# [Task prompt]
Exactly the lines from the one containing "hillside, one line per instance." through the end of the entries, both ends included, are to be output.

# [Referring expression pointing data]
----------------

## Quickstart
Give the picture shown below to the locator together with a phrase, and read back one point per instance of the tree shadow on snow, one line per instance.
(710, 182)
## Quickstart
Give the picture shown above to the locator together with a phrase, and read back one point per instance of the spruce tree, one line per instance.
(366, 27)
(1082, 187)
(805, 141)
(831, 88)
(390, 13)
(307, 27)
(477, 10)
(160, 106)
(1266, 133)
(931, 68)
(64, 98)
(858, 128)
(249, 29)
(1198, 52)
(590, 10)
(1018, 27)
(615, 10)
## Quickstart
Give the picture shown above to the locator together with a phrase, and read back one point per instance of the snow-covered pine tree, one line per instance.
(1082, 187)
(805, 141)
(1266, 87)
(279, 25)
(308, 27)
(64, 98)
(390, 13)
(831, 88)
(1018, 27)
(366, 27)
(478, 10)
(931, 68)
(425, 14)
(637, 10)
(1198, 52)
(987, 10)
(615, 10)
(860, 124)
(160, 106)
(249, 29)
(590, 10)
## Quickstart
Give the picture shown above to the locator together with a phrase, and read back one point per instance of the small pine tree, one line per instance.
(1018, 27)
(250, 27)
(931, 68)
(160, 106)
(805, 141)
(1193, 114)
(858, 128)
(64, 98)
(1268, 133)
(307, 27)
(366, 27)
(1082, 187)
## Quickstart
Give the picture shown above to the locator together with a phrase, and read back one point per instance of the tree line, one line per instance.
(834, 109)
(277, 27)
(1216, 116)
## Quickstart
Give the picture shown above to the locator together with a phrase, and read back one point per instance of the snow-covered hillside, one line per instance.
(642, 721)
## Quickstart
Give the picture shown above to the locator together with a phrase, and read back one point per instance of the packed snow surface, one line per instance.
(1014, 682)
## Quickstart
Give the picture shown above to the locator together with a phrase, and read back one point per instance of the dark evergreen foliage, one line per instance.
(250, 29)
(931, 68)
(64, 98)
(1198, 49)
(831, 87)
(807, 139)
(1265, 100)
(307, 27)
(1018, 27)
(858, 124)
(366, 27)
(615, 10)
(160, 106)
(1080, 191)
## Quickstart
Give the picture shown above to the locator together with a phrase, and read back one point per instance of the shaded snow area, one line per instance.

----------------

# [The answer]
Give the picture shown above to the locator together with a phrase, and read back one point per instance of the snow-covered hillside, one line per instance.
(642, 721)
## Quickstart
Give the picture shown above to the locator together with a phrase, and read back one point per instance of the packed snow surface, one line per instance.
(1014, 682)
## Quickstart
Give the picture shown above to the locator together with a phrase, and read back one point per instance of the dark evergreen foliage, one line per instance.
(250, 29)
(931, 68)
(64, 98)
(1198, 49)
(831, 87)
(807, 139)
(1265, 100)
(307, 27)
(1018, 27)
(858, 124)
(366, 27)
(615, 10)
(160, 106)
(1080, 191)
## Quickstart
Give the picture shown above to the locator together with a phrase, and read back one point per instance of the shaded snow area, one line per instance.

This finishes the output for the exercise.